Data anotasi berbasis titik

------------------------------------------------------------------------

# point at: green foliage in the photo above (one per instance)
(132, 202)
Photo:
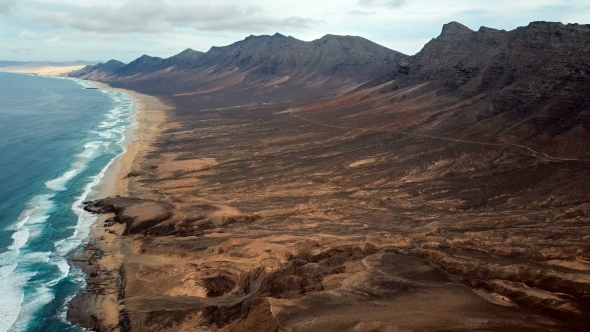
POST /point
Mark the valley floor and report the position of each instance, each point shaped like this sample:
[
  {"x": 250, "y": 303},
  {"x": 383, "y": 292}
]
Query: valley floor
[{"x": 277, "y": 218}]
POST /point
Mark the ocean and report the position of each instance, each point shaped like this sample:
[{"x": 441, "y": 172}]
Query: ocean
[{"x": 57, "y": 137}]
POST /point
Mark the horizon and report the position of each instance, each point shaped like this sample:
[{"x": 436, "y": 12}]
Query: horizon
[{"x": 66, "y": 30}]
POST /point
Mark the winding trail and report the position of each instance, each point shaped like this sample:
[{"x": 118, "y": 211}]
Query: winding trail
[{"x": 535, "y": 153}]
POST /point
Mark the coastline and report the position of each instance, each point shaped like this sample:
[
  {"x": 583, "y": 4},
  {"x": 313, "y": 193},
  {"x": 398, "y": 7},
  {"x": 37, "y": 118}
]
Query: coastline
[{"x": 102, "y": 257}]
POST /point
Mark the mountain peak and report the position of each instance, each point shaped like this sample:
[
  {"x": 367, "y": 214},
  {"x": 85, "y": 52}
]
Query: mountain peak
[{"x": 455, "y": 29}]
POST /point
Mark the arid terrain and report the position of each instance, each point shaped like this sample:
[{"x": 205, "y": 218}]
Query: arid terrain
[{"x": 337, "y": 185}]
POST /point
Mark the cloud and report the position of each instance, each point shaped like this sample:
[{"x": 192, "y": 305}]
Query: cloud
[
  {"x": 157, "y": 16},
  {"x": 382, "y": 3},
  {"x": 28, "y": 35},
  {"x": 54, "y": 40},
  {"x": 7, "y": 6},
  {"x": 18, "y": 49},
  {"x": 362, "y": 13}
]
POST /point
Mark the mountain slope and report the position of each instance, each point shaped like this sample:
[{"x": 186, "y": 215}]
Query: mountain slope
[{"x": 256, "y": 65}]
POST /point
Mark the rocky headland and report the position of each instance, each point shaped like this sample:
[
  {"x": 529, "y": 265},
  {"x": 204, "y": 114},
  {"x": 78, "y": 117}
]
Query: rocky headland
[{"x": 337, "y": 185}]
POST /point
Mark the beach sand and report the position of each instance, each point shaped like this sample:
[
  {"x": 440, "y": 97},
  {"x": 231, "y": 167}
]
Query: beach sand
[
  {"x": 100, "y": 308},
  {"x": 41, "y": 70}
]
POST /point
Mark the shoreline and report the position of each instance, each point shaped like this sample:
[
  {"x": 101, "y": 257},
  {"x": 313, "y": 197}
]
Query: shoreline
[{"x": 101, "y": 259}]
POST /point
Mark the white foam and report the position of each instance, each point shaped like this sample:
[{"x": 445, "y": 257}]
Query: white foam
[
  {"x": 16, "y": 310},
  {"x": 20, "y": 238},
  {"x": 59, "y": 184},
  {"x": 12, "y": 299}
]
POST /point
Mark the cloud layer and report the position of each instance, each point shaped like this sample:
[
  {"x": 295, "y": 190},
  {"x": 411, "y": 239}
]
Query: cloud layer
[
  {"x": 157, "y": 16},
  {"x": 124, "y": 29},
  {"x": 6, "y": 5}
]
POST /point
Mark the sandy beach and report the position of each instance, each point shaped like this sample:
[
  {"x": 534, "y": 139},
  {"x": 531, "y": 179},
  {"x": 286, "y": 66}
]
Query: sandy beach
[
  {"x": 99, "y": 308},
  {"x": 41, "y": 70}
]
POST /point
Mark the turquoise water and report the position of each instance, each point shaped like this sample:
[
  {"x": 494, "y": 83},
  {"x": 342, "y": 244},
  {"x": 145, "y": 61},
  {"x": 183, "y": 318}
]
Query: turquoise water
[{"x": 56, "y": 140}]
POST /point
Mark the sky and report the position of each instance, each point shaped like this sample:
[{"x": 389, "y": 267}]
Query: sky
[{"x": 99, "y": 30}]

------------------------------------------------------------------------

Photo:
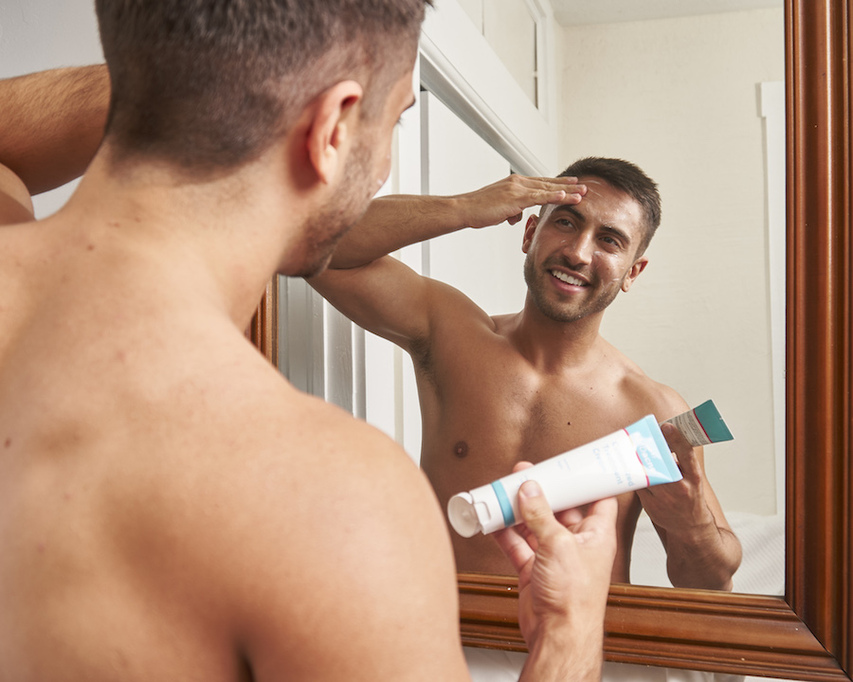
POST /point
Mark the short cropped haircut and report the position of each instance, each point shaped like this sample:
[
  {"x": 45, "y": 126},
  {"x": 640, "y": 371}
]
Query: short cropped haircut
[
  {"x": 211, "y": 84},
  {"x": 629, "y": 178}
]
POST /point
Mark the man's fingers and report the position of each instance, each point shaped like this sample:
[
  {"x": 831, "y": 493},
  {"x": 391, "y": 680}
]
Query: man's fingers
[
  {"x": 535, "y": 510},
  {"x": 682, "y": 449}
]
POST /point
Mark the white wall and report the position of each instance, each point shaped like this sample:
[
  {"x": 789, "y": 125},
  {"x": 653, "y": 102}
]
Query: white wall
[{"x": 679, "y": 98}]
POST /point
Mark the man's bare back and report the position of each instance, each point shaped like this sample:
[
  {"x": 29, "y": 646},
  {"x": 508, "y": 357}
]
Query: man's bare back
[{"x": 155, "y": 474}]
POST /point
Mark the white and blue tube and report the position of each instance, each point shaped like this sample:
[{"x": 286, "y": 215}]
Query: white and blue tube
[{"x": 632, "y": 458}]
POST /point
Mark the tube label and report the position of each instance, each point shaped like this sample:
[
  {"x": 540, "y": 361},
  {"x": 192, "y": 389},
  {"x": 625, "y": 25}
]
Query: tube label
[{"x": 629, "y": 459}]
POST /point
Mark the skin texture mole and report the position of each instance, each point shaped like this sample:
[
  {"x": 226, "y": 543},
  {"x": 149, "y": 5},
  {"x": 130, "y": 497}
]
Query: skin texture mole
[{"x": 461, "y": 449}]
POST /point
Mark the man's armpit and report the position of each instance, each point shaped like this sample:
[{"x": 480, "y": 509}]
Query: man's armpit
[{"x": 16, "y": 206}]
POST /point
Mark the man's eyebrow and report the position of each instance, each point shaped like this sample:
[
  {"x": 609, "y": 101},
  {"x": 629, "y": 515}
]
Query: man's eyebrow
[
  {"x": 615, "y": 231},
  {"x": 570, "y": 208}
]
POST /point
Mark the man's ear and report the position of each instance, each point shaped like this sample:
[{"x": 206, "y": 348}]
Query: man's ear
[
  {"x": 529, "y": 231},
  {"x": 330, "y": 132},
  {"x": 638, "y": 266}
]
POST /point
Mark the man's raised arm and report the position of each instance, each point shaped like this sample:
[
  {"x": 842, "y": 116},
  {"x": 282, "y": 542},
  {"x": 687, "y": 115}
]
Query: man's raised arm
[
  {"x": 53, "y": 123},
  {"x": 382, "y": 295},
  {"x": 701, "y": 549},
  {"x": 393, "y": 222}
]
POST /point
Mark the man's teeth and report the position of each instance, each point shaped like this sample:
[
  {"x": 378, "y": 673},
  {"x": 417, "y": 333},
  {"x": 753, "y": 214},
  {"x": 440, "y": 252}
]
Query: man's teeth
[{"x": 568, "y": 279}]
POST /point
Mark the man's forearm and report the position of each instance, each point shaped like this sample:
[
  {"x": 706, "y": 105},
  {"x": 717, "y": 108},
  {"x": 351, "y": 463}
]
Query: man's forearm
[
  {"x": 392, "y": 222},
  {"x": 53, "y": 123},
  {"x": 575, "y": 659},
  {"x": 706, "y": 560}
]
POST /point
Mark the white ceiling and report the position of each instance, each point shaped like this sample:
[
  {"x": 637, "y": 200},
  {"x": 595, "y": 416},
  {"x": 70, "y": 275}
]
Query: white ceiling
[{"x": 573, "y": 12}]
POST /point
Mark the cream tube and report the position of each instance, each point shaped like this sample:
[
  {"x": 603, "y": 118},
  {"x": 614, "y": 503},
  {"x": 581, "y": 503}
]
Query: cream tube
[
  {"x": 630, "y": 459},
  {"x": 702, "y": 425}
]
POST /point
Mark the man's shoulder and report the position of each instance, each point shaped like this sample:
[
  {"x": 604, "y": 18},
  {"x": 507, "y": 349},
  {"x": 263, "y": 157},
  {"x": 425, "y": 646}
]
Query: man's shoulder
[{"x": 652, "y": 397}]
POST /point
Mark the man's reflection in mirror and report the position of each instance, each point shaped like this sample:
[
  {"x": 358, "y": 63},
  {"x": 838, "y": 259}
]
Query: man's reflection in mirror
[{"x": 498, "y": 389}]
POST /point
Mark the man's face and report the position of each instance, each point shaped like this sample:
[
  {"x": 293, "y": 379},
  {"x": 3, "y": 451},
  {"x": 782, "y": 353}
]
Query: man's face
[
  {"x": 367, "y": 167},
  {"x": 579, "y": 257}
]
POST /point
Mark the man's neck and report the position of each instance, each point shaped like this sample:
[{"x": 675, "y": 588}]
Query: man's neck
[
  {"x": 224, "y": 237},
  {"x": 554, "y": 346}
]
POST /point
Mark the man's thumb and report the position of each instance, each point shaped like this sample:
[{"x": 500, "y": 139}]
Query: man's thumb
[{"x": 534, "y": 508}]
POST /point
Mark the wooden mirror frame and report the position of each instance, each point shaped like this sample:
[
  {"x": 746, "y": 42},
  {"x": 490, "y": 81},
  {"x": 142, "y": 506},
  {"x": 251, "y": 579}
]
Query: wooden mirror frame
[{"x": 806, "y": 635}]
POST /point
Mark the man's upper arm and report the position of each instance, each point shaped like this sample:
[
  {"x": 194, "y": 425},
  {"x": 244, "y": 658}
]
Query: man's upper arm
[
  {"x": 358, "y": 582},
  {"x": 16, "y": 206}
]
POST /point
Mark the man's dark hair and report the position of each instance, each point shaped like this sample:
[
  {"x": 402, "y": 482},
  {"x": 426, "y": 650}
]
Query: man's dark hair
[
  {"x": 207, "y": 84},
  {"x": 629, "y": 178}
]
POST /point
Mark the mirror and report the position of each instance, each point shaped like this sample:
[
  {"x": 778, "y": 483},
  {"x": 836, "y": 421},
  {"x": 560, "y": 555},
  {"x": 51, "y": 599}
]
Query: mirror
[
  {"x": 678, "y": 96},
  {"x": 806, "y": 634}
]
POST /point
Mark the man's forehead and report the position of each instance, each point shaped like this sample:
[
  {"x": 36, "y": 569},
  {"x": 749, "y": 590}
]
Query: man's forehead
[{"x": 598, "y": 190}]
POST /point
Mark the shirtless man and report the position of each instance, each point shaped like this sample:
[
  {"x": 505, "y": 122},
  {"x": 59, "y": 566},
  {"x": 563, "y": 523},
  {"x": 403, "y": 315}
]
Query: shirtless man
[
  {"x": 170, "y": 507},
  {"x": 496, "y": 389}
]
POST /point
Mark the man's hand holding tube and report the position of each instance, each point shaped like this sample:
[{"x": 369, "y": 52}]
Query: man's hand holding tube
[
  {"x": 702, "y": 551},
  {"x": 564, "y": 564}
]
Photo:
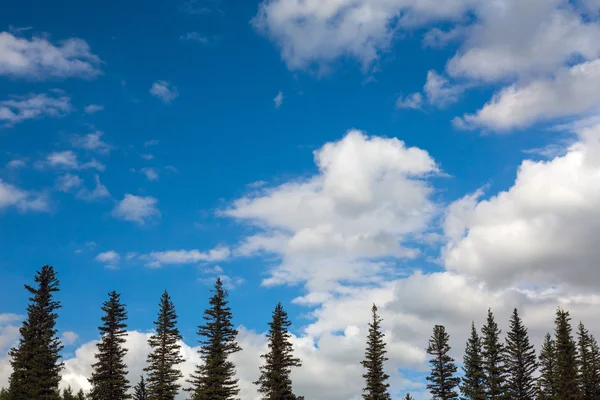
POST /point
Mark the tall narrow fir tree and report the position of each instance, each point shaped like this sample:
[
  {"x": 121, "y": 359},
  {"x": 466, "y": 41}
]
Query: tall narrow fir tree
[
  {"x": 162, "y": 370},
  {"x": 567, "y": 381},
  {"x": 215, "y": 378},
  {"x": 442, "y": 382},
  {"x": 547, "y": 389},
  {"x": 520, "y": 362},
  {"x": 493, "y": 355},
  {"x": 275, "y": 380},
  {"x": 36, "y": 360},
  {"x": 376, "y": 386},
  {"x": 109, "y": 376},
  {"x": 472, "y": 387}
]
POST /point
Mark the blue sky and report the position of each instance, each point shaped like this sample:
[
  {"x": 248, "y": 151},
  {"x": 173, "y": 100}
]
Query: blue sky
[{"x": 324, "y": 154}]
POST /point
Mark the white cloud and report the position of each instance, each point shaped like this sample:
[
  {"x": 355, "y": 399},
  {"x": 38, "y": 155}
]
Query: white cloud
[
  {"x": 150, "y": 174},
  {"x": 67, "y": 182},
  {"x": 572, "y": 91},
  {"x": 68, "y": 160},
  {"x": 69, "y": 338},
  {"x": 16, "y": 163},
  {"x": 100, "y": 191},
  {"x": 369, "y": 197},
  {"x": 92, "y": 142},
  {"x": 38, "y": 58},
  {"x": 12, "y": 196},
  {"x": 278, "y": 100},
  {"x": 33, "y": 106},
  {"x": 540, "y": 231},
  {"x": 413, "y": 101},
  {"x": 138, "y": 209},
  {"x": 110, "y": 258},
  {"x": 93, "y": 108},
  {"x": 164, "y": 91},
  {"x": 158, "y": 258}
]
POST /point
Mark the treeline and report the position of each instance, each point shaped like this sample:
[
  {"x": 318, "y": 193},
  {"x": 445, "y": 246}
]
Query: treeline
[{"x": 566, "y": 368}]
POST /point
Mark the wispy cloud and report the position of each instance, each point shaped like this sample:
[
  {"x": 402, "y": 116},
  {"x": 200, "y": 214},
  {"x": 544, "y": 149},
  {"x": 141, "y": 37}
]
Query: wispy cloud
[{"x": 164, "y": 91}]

------------------------------------------------------------------------

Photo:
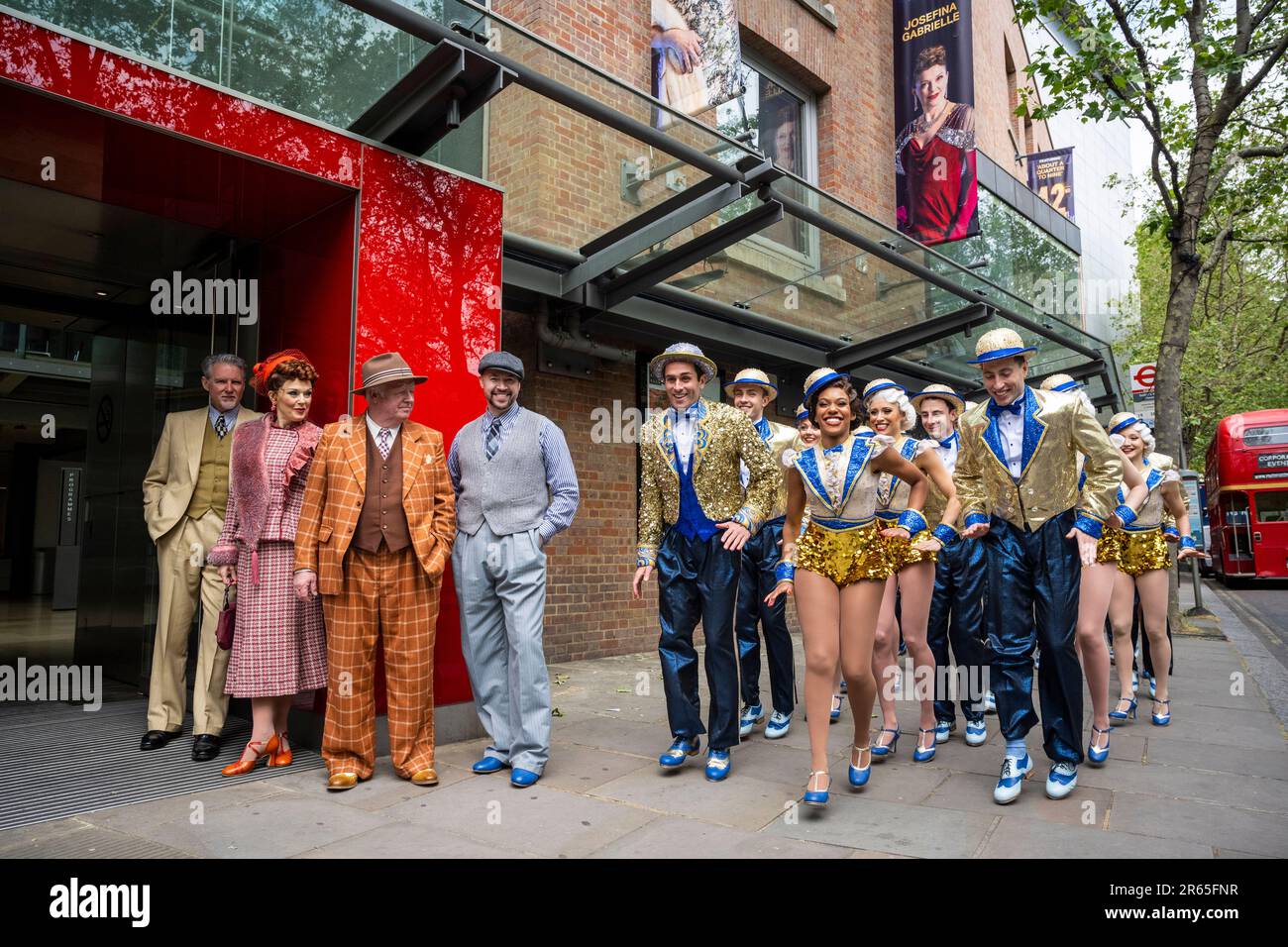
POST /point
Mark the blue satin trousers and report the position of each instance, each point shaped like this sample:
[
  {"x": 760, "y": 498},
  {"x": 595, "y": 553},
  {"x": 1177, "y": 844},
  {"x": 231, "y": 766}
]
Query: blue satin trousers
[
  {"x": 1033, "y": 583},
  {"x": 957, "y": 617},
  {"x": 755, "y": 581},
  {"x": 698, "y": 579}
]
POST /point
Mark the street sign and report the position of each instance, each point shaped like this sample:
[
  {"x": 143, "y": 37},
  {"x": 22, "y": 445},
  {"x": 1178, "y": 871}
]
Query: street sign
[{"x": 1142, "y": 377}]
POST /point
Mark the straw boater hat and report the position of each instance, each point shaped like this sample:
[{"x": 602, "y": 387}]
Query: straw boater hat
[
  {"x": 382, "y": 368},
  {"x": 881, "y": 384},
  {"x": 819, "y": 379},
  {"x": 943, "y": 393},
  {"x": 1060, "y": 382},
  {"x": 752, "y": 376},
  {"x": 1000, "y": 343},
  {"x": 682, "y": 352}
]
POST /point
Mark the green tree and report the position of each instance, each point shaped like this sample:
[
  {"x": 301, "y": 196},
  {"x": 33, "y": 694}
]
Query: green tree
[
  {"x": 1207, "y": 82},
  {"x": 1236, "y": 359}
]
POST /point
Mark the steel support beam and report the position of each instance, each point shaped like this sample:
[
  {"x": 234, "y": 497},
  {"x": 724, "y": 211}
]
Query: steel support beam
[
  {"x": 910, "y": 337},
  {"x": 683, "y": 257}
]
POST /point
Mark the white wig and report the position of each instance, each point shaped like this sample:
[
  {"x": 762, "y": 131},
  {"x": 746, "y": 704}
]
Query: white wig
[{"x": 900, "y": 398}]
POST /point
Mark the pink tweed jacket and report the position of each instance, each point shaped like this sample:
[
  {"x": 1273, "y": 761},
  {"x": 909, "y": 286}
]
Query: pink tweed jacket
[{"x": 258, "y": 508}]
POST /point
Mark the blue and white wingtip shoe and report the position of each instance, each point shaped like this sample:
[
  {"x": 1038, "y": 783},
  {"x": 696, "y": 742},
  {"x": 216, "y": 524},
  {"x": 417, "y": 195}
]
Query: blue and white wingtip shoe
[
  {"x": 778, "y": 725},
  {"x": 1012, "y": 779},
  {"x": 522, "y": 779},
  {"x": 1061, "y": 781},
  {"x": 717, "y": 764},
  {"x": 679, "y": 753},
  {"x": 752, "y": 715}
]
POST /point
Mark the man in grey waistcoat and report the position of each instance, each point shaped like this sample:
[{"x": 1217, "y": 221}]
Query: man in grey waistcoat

------------------------------------------------------------------------

* **SOAL**:
Tampilkan setiap baris pada data di atas yang mengandung kata "horizon". Huruf besar dan huruf kecil dibedakan.

* **HASIL PENGERJAAN**:
Mark the horizon and report the position of each instance, each point shaped like this sample:
Query: horizon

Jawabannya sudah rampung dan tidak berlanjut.